**Your goal**
Say how many lines in the listing below contain the word "frosted". Give the number alone.

**Material provided**
--------------------

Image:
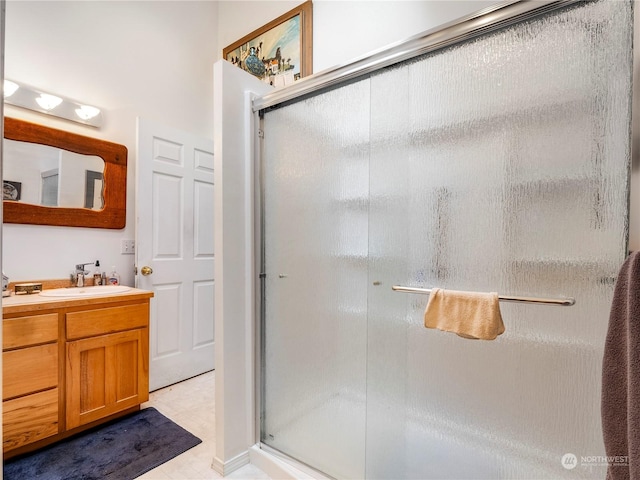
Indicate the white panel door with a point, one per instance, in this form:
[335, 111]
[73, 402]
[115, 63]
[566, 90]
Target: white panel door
[174, 238]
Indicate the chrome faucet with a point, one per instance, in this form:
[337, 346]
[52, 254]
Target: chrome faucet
[80, 273]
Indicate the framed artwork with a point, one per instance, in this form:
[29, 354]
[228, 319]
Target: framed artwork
[11, 190]
[280, 52]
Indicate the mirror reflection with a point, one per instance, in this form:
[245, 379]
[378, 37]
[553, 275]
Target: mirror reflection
[49, 176]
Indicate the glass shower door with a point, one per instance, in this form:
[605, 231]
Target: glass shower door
[316, 194]
[500, 164]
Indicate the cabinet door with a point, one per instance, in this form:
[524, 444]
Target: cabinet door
[105, 375]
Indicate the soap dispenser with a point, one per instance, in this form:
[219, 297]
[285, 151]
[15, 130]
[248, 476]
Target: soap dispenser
[114, 278]
[97, 274]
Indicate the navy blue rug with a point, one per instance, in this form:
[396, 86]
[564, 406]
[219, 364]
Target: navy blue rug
[123, 449]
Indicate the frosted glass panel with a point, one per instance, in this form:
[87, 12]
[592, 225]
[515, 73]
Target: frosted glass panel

--------------------

**The completed task**
2